> What you should do: Reproduce the following lines verbatim, from the first line of the records up to and including the line containing "box: [0, 0, 400, 145]".

*** Opening Supplied information ***

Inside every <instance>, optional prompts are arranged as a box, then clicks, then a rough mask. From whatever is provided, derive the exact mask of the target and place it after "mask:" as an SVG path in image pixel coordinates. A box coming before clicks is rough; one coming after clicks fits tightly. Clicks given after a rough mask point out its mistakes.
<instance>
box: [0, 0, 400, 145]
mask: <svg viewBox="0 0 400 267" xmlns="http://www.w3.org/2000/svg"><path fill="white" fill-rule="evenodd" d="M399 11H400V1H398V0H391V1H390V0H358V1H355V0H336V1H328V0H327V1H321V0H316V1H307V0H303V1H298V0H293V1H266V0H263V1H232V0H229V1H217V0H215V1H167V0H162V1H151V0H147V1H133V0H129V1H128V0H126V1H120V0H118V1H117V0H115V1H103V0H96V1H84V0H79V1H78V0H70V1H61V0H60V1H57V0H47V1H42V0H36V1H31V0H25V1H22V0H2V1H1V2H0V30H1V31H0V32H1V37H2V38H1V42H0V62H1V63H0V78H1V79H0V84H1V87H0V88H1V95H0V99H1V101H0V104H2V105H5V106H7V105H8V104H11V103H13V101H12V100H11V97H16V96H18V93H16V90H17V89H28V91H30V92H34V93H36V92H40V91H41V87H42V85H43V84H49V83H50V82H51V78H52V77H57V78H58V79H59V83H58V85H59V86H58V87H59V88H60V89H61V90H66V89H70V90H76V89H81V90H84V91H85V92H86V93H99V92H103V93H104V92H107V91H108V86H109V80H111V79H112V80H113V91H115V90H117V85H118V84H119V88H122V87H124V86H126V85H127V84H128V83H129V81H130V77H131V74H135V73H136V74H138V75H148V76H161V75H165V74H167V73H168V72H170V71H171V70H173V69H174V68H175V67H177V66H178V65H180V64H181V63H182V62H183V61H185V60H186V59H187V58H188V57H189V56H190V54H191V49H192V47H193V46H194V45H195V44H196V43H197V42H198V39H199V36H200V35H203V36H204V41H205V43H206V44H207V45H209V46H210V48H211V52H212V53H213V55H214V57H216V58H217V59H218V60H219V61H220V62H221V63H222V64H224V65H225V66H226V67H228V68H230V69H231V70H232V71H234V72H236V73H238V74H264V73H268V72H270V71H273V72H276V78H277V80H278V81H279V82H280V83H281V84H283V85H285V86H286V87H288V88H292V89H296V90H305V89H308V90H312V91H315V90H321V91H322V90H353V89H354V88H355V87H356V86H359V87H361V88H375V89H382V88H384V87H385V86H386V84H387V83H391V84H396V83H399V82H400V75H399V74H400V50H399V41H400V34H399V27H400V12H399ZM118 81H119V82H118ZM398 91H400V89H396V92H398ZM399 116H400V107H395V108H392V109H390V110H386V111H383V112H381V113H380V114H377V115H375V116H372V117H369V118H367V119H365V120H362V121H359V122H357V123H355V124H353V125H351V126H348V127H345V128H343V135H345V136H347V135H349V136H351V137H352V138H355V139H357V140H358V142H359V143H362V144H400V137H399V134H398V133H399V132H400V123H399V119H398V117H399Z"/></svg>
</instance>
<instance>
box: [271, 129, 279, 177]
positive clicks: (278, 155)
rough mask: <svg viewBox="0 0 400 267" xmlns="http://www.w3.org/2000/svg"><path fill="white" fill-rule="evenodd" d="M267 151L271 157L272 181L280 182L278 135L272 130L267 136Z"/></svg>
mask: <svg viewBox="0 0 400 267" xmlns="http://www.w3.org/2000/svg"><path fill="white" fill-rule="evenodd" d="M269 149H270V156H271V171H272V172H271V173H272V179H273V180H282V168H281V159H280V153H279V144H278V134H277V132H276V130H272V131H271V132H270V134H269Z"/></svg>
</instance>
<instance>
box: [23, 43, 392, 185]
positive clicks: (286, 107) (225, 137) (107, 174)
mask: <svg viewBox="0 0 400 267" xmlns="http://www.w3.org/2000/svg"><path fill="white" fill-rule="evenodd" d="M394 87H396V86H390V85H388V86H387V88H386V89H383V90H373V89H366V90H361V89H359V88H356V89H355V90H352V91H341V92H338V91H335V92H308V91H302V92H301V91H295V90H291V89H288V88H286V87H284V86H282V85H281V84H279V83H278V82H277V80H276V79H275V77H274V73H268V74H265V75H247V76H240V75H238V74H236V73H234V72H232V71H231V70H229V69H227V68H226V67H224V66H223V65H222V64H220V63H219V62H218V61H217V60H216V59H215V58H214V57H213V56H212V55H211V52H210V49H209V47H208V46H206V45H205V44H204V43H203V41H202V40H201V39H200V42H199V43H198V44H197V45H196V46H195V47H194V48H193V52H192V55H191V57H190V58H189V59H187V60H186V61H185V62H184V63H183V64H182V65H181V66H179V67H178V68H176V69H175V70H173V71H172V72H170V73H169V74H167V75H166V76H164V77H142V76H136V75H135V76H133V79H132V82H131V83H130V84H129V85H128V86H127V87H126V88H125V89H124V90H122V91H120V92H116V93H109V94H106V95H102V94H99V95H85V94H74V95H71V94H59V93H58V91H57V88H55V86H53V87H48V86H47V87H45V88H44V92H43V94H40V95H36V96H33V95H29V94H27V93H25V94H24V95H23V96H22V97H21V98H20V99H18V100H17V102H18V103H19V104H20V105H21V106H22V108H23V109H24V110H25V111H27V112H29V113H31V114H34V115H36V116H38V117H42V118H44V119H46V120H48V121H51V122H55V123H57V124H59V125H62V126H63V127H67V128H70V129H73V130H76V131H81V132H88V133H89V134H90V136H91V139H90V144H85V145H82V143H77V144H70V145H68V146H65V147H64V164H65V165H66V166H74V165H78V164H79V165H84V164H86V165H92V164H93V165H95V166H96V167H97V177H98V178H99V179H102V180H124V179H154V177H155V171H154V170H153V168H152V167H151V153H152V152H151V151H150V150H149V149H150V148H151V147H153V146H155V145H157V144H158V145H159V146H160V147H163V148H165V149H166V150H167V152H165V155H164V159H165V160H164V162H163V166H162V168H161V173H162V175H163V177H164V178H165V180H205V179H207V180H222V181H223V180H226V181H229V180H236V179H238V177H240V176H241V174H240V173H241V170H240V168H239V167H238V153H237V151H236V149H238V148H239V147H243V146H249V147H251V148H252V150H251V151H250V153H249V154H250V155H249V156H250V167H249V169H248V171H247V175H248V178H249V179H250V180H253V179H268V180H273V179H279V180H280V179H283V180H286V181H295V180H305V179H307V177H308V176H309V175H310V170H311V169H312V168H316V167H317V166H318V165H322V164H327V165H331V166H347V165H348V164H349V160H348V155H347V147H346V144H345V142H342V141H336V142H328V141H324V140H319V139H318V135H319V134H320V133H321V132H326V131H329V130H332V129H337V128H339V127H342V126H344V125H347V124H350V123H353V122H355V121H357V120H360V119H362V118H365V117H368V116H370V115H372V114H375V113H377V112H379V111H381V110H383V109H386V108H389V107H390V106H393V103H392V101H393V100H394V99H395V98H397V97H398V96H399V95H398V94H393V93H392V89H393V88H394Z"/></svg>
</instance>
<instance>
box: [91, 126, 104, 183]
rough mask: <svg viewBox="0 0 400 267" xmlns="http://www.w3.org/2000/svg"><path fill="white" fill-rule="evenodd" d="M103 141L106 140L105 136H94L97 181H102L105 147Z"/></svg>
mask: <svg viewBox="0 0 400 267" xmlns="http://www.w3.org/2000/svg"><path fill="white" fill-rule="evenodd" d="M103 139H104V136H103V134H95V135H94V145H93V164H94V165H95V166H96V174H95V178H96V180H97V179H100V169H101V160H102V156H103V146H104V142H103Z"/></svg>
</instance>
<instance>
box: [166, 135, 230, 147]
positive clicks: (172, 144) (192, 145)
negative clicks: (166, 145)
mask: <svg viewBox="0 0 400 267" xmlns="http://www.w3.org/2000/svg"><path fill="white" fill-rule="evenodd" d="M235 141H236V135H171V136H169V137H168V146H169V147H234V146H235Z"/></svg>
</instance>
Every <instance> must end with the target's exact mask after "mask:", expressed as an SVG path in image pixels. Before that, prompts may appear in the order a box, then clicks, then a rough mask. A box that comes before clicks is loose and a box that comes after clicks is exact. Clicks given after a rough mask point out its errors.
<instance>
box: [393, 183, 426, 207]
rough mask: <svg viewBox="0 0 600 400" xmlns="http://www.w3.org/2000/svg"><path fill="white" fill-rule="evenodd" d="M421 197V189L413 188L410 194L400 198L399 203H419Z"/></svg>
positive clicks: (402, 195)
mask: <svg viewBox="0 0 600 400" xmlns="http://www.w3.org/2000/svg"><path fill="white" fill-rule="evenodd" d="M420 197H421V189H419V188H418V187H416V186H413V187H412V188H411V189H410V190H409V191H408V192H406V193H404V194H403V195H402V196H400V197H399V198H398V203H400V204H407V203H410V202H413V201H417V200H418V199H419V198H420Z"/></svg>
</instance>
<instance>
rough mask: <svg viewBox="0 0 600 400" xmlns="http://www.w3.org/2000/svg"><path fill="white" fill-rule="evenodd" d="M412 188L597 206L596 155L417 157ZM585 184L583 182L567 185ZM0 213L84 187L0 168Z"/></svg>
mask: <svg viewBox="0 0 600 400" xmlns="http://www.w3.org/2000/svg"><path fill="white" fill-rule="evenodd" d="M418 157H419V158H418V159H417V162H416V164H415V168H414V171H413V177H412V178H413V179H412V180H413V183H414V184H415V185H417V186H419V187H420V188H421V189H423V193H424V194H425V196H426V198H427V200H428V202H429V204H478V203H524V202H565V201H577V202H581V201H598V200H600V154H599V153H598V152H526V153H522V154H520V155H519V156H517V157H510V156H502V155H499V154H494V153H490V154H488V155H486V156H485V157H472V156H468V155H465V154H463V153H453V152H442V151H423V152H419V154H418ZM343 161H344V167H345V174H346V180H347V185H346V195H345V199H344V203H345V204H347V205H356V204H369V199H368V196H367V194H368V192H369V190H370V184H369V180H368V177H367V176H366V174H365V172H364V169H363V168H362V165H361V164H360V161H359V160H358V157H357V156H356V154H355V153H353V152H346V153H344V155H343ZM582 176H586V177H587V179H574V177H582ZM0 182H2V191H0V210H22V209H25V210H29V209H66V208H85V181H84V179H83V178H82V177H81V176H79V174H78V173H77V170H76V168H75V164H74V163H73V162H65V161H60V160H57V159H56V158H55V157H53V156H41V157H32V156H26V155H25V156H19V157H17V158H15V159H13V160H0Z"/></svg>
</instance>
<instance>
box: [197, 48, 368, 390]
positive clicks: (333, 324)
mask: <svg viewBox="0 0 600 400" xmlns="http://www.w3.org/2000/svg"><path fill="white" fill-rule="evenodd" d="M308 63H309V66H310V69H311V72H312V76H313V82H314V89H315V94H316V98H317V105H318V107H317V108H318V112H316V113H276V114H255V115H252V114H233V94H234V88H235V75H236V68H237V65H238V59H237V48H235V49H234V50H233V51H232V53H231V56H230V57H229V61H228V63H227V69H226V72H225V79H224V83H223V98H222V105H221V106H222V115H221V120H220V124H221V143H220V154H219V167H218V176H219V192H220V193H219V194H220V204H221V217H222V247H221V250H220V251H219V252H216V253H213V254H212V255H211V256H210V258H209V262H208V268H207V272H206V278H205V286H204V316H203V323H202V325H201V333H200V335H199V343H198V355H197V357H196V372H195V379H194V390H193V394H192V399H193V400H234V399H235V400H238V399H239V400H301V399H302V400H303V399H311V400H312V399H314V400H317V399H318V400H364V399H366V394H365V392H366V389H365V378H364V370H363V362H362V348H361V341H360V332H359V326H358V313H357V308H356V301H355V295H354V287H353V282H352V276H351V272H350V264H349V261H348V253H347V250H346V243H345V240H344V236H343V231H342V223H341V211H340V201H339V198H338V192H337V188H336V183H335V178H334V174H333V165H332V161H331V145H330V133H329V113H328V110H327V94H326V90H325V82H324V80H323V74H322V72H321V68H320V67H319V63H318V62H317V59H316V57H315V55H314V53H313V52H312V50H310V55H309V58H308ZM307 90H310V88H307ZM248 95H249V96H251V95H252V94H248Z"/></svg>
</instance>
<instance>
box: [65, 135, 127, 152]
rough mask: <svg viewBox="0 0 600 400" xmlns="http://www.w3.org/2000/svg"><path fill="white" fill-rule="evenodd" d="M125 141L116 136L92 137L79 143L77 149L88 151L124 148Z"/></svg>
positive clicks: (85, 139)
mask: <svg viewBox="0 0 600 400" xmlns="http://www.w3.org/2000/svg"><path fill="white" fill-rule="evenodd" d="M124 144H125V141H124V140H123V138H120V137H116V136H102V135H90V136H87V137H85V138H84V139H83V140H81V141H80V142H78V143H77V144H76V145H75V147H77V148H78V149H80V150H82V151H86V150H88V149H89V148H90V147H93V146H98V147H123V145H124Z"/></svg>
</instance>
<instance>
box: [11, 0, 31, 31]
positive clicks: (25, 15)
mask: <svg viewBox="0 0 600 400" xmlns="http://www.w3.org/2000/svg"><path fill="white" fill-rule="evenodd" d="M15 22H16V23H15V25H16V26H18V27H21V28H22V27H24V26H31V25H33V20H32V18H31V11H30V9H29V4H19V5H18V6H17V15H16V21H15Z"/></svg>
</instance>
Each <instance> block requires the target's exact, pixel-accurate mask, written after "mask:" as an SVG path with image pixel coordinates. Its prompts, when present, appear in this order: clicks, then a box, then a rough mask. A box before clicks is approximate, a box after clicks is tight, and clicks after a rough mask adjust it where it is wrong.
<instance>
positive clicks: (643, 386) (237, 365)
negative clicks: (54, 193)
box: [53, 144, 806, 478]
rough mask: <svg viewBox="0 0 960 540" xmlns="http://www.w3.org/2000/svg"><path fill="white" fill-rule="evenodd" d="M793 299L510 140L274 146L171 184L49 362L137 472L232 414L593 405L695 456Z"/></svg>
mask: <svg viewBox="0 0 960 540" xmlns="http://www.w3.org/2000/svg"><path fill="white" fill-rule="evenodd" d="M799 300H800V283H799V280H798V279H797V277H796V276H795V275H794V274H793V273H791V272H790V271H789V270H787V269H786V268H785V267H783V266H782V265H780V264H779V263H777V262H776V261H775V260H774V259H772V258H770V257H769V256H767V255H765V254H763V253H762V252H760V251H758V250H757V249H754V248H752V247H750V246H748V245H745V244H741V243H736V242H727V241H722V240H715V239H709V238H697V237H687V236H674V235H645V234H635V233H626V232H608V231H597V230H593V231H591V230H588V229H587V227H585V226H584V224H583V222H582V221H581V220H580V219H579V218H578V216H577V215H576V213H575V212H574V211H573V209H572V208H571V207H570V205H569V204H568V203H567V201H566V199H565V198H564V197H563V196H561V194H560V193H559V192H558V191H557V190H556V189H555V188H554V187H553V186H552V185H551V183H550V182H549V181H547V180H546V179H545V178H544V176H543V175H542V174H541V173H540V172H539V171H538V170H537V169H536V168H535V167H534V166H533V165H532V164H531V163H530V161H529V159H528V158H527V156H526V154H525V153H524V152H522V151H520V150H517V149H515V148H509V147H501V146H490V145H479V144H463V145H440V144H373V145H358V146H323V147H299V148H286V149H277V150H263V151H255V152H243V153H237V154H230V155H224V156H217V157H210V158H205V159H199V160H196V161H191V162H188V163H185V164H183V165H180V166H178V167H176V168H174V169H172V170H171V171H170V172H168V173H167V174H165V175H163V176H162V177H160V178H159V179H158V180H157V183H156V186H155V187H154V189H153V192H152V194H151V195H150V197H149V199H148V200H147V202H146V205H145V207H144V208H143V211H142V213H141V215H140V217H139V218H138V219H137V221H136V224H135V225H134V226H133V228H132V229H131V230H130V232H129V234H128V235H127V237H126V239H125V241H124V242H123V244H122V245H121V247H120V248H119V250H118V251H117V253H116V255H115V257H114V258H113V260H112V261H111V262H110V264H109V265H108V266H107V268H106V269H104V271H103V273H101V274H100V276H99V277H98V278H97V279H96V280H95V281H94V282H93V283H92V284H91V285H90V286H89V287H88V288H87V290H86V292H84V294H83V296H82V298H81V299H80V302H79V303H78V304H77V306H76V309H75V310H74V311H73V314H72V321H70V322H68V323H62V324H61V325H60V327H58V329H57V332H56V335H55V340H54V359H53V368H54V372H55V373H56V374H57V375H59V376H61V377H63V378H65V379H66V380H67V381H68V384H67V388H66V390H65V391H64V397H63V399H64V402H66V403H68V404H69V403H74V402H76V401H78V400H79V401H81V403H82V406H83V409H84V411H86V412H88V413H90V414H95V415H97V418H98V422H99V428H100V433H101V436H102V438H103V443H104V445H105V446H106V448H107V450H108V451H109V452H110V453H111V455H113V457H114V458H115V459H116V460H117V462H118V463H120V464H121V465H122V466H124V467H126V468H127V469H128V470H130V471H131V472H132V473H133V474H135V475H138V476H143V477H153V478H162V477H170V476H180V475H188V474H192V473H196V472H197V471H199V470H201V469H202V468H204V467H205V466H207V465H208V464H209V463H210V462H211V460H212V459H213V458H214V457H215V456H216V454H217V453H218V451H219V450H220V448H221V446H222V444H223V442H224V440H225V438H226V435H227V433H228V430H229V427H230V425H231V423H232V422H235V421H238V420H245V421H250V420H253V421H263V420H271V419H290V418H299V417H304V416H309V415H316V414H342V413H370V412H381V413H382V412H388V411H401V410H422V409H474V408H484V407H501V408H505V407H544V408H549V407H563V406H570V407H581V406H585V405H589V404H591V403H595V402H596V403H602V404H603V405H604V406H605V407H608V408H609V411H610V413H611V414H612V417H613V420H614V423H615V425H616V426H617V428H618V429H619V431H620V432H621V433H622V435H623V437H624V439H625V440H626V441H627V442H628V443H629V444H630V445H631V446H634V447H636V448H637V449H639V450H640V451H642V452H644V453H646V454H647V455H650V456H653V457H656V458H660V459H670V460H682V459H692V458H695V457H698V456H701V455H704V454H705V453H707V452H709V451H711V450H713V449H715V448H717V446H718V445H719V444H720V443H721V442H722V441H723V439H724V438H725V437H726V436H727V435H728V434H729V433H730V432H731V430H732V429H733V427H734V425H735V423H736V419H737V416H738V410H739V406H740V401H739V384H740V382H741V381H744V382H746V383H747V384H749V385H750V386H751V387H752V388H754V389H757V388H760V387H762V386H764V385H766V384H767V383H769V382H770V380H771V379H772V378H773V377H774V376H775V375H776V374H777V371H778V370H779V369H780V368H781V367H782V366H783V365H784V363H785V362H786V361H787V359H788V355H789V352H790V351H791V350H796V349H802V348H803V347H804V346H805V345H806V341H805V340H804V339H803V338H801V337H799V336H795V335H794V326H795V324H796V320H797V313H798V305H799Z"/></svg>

*** Closing Supplied information ***

> Exercise response:
Inside every <instance>, optional prompts are arranged as a box, then clicks, then a rough mask. From whatever is provided, derive the exact mask of the target and place it after "mask:" as an SVG path in image pixel coordinates. A box coming before clicks is rough; one coming after clicks fits tightly. Clicks given after a rough mask point out its mistakes.
<instance>
box: [0, 0, 400, 145]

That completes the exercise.